* begin GIVEN TEXT *

Miles started Kindergarten today.  All morning long he kept asking me when we were going to leave so he could go to school.  When the time finally came to take him, he walked right into his classroom, with full confidence, and ready to start doing all things a Kindergartner does.

I’ve been so excited all along for this boy to start school.  He’s been ready for this new stage, and so have I.  And I kept telling myself I have no reason to cry when I dropped him off, because, after all, we were both  ready for this new adventure.  All of the parents lined up with their children outside of the classroom (I mean, salón- he’s going to a Spanish Immersion school).  Once we got into the room, we were able to stay with our child(ren) as they got settled and made a name tag and drew a self portrait.

And after all of that was done, it was time to say ‘good-bye’.  I knew Miles would have no problem at all shooing me away (since he kept asking me when I was going to leave).  As I looked over at him sitting on the little square on the rug that he designated his own, it hit me:  He’s so big and so ready to venture out into the world… no longer my baby!

I got a little choked up as I observed his sweet innocence and confidence in his new environment.  Not because I didn’t have full confidence in his ability to fully immerse himself in a new language, enjoy school, make tons of friends, gain adoration from his darling teacher (she’s seriously adorable!).  But more out of pride.  Pride in my boy and the fact that he’s about to start a new phase of life.  Pride in the fact that I’ve been so fortunate to spend the past five years of my life with such an outstanding and incredibly unique little boy.  Pride in the fact that I am now able to share this special boy with the rest of the world.  He has so much confidence in himself and so much kindness in his heart and intelligence to share with others.  I’m just so proud of my darling Miles.

* end GIVEN TEXT *
* begin DATA EXTRACT *

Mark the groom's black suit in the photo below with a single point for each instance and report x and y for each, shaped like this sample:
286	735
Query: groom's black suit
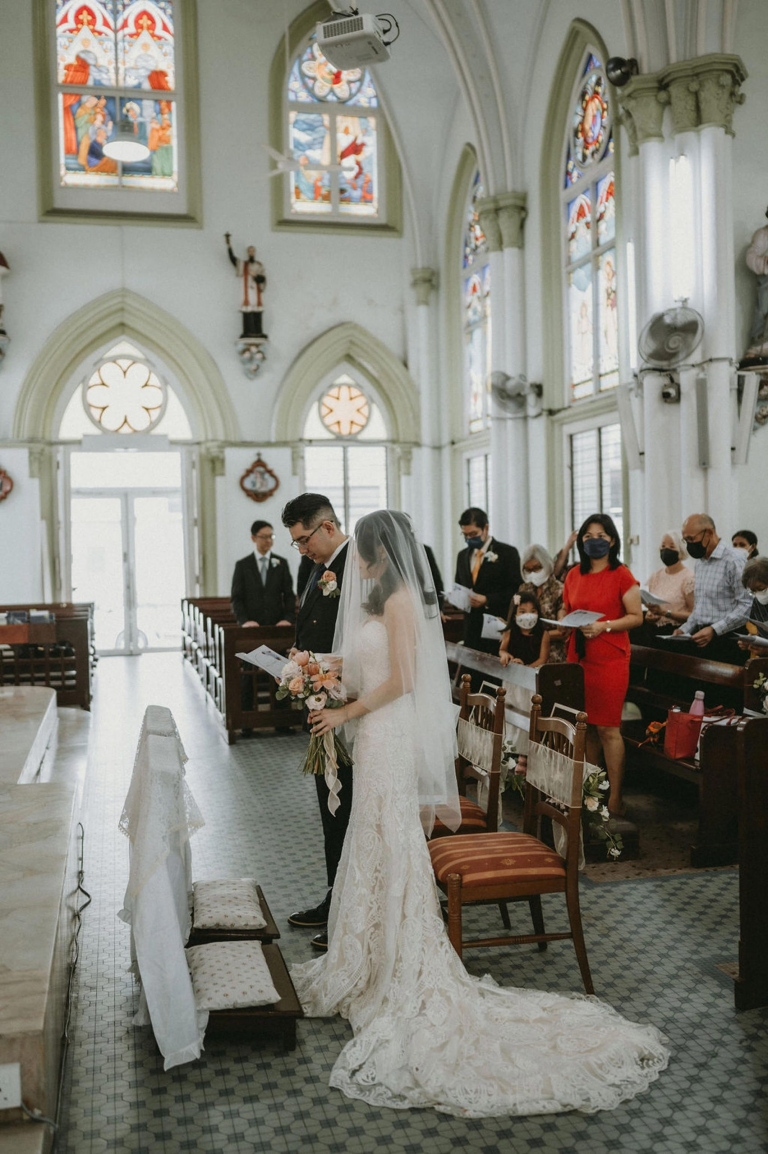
315	627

* end DATA EXTRACT *

_EXERCISE REQUIREMENTS_.
1. Print the passage of the kindergarten post starting at "I got a little" and ending at "my darling Miles.".
2. For each statement, say yes or no according to the kindergarten post and quote the words that decide it. (a) Miles is attending a Spanish Immersion school. (b) Parents had to say good-bye at the classroom door before the children went inside. (c) The narrator got choked up out of doubt about Miles's ability to immerse himself in a new language.
The data above is separate material from the kindergarten post.

_ANSWERS BELOW_.
1.
I got a little choked up as I observed his sweet innocence and confidence in his new environment.  Not because I didn’t have full confidence in his ability to fully immerse himself in a new language, enjoy school, make tons of friends, gain adoration from his darling teacher (she’s seriously adorable!).  But more out of pride.  Pride in my boy and the fact that he’s about to start a new phase of life.  Pride in the fact that I’ve been so fortunate to spend the past five years of my life with such an outstanding and incredibly unique little boy.  Pride in the fact that I am now able to share this special boy with the rest of the world.  He has so much confidence in himself and so much kindness in his heart and intelligence to share with others.  I’m just so proud of my darling Miles.

2.
(a) Yes: "he’s going to a Spanish Immersion school"
(b) No: "Once we got into the room, we were able to stay with our child(ren) as they got settled and made a name tag and drew a self portrait."
(c) No: "Not because I didn’t have full confidence in his ability to fully immerse himself in a new language" and "But more out of pride."